MATERIAL FOR THIS EXERCISE
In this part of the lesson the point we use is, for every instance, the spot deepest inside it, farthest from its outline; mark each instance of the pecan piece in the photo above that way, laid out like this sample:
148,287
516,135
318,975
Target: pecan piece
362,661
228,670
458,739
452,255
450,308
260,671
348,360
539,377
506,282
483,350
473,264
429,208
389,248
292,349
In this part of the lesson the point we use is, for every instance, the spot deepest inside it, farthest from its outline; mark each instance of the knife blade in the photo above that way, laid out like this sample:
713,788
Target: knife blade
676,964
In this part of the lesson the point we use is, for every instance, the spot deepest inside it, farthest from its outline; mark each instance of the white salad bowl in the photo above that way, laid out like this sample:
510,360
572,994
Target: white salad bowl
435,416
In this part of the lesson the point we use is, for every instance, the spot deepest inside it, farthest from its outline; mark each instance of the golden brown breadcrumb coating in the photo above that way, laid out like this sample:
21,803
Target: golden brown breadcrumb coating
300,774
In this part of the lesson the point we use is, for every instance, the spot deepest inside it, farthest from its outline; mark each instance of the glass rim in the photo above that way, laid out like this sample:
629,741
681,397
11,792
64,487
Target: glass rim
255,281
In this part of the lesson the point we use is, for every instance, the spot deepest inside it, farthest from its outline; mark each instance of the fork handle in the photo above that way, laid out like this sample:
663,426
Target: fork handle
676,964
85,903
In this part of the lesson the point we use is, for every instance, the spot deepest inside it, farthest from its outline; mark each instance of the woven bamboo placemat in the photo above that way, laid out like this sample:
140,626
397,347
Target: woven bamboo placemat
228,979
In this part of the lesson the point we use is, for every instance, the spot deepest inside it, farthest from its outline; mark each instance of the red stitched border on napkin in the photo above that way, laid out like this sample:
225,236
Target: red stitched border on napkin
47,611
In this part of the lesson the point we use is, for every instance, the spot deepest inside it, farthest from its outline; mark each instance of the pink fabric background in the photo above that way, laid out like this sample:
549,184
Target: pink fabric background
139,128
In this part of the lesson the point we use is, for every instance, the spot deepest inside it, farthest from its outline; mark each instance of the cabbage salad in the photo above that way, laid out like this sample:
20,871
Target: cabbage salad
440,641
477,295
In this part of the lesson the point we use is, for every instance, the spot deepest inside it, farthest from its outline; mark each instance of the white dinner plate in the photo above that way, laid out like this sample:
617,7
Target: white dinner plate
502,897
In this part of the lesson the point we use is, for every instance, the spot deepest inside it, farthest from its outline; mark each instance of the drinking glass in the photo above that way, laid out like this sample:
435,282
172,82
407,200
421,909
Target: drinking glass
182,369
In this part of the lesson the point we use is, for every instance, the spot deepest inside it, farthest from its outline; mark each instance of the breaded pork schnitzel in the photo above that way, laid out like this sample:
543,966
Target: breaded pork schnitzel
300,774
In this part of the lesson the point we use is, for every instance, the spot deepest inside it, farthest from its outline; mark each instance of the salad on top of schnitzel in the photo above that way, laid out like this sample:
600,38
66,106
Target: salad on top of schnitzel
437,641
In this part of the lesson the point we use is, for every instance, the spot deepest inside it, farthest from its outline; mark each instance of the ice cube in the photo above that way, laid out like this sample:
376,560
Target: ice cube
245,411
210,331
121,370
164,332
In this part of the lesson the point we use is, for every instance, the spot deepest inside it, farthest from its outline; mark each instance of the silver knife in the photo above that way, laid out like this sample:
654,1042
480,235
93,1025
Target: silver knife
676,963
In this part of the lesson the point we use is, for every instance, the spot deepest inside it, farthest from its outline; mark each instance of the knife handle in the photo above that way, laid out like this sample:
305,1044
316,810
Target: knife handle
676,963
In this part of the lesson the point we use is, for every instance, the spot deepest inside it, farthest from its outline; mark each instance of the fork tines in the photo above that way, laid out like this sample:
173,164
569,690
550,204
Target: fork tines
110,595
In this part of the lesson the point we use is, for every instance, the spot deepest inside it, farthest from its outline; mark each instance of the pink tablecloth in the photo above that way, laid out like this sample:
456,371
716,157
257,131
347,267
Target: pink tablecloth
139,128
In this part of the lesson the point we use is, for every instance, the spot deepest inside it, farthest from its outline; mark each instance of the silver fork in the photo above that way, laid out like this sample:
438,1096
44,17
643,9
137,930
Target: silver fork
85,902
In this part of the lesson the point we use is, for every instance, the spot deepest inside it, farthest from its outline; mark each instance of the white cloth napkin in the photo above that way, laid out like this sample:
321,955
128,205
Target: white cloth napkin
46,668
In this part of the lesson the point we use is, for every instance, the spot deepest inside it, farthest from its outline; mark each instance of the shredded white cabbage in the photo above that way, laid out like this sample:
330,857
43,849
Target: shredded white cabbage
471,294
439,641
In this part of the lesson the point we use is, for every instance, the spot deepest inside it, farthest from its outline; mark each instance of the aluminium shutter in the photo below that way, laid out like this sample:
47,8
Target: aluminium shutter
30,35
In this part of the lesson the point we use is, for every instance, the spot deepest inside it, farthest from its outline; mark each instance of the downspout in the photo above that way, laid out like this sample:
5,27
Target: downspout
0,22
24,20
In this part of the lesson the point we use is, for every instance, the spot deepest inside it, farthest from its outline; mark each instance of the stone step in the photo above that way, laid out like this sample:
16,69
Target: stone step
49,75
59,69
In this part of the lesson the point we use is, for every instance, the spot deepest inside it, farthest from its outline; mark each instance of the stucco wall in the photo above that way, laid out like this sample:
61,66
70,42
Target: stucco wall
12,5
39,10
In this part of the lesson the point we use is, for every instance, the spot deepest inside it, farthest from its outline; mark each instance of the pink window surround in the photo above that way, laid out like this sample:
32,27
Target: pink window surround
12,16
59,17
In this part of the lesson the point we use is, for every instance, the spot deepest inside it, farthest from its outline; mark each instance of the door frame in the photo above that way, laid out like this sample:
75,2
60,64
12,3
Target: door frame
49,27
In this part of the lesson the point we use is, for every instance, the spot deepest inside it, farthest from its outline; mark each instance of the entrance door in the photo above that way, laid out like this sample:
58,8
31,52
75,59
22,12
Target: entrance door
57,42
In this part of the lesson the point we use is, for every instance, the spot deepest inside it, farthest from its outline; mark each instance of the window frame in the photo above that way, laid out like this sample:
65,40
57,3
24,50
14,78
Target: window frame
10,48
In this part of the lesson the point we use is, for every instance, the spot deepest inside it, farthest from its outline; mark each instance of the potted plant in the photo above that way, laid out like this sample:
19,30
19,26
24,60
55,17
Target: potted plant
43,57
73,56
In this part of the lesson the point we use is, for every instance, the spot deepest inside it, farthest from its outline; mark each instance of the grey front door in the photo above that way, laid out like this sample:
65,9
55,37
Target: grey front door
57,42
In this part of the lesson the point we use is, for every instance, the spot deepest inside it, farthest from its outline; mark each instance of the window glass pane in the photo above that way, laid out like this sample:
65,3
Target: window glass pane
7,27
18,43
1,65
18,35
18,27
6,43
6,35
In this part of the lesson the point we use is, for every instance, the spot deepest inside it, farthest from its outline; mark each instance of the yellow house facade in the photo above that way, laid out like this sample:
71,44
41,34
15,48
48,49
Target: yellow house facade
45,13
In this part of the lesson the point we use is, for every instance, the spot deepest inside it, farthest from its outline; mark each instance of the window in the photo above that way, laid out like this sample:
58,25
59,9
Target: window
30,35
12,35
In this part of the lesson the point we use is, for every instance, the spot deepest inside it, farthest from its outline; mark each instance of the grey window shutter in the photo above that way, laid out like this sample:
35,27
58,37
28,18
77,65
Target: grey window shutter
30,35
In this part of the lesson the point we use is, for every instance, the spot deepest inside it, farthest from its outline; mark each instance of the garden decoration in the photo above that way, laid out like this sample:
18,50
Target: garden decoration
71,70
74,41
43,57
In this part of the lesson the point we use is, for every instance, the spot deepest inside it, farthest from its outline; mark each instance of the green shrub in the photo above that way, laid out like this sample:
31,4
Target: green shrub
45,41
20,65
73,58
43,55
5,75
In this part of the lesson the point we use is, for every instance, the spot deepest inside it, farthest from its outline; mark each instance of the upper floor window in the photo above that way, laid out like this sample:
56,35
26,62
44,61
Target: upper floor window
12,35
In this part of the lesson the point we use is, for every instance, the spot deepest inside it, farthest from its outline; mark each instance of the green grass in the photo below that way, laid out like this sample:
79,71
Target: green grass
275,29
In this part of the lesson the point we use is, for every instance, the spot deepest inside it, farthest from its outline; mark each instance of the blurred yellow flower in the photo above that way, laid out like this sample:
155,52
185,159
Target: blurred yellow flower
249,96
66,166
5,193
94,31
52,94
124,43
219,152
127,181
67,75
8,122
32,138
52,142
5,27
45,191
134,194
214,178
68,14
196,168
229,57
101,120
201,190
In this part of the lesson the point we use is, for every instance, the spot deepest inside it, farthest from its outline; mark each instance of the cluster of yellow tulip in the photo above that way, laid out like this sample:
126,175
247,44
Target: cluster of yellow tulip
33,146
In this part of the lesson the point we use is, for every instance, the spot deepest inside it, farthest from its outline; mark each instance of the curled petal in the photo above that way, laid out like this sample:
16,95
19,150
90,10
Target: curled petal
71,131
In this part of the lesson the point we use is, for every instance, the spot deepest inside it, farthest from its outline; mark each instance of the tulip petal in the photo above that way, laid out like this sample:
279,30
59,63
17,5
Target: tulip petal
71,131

WHAT IS EXPECTED
Reproduce only those lines of the entries above that run from the line with "the green shrub" to the final line.

THE REPLY
In this part of the lesson the point we use is, for every instance, the spot deepest inside it, farthest from its outline; mark each instance of the green shrub in the photo above that way, laid out like this sample:
31,4
Target: green shrub
45,41
20,65
73,58
43,55
5,75
In this part of the lesson the point we use is, for every instance, the spot deepest inside it, farthest from its outline; mark each instance of the upper floor window in the photo above that way, laid out like this sample:
56,35
26,62
44,61
Target: upper floor window
12,35
In this part of the lesson the point we use is, for every instance, the spot deepest inside it, farthest from its outline; mark each instance of the green grass in the photo below that way, laid out like this sample:
79,71
Target: green grass
275,29
In this part of the lesson the point we use is, for every instance, the spot deepest inside it, farthest from its outline; mark each instance of the blurred yellow flower in the photo above that way, laid out like this sample:
155,52
185,159
Target: blurred yellow flower
249,96
66,166
5,193
94,31
52,94
124,43
219,152
127,181
67,75
8,122
32,138
52,142
5,27
45,191
134,194
214,178
68,14
196,168
229,57
101,120
201,190
In this part of the lesson the point we use is, for every instance, the spot deepest inside it, farthest from its outline; mark each instance of the cluster of yellow tulip in the photo above that way, laid out like this sample:
126,175
247,44
Target: cluster of yellow tulip
33,146
In this part of the lesson the point we use is, for every instance, the spot deepest inside it, farthest from its outline; mark each instance of the curled petal in the photo above that way, laid out like this sample:
16,95
19,150
90,10
Target: curled petal
71,131
In this part of the lesson the point we use is, for every instance, the spot deepest inside it, farthest from its outline; mark each instance of the tulip petal in the photo above that way, laid out like this sample:
279,30
59,63
17,5
Target: tulip petal
71,131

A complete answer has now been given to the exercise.